Ricopia senza cambiare nulla la parte del brano sulla riconciliazione che comincia con «Nell’amore verso tutti, senza» e arriva fino a «Ef 2, 4-5).».

Brano scelto
========================
Nell’amore verso tutti, senza esclusione alcuna, sta il superamento e il compimento della legge antica. Ebbene, nell’esclamazione: «ma io vi dico», Gesù non ci dona una legge esteriore, ma scrive la legge dell’amore nei nostri cuori dove risiede lo Spirito dell’amore, riversato in noi dal Padre e dal Signore risorto. Senza questa legge suprema dell’amore non sarà mai possibile alcuna riconciliazione. Dio si riconcilia con noi perché, come scrive san Paolo: «non ha imputato agli uomini le loro colpe» (cf 2Cor 5, 19), perché «Dio, ricco di misericordia, per il grande amore con il quale ci ha amato, da morti che eravamo per le colpe, ci ha fatto rivivere con Cristo» (cf Ef 2, 4-5).
La riconciliazione di Dio, «ricco di misericordia», è stata affidata a noi perché ne siamo gli annunciatori e i testimoni. Ma non si può annunziare agli altri la riconciliazione, se noi non siamo pronti al perdono, alla misericordia, all’amore anche verso coloro che ci hanno fatto del male. Perdonare i nemici non vuol dire accettare il peccato, l’ingiustizia, il sopruso verso i poveri e gli umili. Chi è capace di perdono e di amore è anche forte nel suo impegno contro ogni forma di sopraffazione.
========================
Dati forniti
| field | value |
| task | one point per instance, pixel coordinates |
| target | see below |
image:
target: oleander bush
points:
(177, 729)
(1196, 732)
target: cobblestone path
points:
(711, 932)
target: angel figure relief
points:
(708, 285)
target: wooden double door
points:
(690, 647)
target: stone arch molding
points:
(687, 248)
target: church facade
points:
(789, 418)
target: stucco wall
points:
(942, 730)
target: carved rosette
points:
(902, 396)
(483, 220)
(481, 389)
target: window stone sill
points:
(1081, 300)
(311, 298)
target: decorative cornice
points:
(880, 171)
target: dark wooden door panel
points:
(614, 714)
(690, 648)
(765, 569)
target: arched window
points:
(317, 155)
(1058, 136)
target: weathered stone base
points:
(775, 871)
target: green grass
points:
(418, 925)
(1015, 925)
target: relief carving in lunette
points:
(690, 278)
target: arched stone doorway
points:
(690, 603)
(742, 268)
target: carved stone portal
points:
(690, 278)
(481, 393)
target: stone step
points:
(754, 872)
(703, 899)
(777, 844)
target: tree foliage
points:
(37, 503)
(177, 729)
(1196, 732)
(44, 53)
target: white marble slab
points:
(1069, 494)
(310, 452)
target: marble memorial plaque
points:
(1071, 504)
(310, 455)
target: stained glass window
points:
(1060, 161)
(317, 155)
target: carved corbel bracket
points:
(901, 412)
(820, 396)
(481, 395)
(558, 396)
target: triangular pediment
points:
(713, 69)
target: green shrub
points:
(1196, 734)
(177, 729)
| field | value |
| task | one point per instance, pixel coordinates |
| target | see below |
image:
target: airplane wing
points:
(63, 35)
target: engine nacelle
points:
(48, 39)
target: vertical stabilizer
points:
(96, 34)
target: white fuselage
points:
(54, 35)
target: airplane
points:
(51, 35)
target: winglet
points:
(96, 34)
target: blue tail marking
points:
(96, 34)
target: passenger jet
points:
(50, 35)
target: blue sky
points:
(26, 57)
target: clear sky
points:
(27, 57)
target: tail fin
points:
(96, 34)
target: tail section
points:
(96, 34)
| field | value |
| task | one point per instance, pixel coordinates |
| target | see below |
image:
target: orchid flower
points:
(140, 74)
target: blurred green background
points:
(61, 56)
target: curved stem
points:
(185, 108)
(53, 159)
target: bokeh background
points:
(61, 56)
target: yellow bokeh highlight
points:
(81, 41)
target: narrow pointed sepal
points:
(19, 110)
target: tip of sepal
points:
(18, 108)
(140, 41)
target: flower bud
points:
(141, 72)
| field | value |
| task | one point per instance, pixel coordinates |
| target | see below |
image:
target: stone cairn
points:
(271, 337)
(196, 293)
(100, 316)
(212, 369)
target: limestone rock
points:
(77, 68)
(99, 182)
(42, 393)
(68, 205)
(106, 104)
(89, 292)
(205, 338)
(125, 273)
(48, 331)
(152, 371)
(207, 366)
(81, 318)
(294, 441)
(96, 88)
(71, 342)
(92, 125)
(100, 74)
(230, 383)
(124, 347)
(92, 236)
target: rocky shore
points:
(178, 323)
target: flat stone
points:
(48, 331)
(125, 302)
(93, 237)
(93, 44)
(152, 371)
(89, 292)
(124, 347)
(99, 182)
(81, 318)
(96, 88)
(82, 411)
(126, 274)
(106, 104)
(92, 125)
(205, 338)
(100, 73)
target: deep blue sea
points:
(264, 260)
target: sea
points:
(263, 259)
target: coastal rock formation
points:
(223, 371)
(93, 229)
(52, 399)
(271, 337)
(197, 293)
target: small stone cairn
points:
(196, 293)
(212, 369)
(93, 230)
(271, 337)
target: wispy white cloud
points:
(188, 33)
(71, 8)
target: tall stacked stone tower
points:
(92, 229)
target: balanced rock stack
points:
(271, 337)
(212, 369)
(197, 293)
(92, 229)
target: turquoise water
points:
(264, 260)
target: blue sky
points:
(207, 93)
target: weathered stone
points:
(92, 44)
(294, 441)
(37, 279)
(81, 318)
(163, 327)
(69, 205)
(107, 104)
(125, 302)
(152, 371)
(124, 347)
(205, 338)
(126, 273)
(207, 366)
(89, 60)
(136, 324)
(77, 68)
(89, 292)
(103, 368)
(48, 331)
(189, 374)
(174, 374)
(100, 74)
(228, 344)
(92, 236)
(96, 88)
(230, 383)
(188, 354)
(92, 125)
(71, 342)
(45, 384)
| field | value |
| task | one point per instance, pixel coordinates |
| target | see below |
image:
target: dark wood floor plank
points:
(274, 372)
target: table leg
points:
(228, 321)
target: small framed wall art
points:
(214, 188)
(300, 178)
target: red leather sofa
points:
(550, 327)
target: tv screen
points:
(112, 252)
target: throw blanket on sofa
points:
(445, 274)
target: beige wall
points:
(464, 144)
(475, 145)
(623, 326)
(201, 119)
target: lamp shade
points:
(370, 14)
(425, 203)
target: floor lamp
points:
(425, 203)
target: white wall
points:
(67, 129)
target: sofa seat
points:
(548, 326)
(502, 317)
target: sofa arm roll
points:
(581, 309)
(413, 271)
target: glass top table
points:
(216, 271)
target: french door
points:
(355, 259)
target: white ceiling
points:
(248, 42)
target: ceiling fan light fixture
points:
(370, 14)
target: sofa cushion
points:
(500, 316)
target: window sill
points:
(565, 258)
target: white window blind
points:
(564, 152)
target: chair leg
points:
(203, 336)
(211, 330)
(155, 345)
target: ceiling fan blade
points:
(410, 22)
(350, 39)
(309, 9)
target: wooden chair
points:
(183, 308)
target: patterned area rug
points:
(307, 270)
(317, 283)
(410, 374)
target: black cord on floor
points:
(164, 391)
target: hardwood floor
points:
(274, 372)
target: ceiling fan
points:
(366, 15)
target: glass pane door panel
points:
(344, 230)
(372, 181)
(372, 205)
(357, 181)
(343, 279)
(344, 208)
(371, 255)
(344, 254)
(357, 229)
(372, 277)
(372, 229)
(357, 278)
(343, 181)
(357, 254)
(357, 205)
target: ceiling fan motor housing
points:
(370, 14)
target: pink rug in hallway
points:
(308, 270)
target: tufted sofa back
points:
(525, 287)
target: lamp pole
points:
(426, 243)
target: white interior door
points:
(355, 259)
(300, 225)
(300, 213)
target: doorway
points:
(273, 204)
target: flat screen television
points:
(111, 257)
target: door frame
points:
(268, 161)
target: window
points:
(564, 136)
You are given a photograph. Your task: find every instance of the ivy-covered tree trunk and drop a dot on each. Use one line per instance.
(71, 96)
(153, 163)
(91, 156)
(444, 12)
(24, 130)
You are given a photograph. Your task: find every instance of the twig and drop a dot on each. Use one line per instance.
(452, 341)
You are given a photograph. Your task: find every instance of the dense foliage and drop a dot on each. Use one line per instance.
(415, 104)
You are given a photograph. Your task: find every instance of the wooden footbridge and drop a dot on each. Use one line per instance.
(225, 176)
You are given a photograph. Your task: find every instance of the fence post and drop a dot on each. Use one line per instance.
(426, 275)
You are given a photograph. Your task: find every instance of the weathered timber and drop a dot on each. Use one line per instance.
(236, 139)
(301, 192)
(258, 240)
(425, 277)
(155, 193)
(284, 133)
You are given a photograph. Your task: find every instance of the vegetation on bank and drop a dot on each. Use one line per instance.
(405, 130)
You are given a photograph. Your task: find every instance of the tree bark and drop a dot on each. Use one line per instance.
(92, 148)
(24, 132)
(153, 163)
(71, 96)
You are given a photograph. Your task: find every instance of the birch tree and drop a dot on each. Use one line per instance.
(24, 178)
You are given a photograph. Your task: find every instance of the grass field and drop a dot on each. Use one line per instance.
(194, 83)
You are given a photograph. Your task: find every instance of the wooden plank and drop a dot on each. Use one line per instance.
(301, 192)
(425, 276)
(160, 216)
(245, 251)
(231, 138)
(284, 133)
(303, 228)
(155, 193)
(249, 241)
========================
Risposta
Nell’amore verso tutti, senza esclusione alcuna, sta il superamento e il compimento della legge antica. Ebbene, nell’esclamazione: «ma io vi dico», Gesù non ci dona una legge esteriore, ma scrive la legge dell’amore nei nostri cuori dove risiede lo Spirito dell’amore, riversato in noi dal Padre e dal Signore risorto. Senza questa legge suprema dell’amore non sarà mai possibile alcuna riconciliazione. Dio si riconcilia con noi perché, come scrive san Paolo: «non ha imputato agli uomini le loro colpe» (cf 2Cor 5, 19), perché «Dio, ricco di misericordia, per il grande amore con il quale ci ha amato, da morti che eravamo per le colpe, ci ha fatto rivivere con Cristo» (cf Ef 2, 4-5).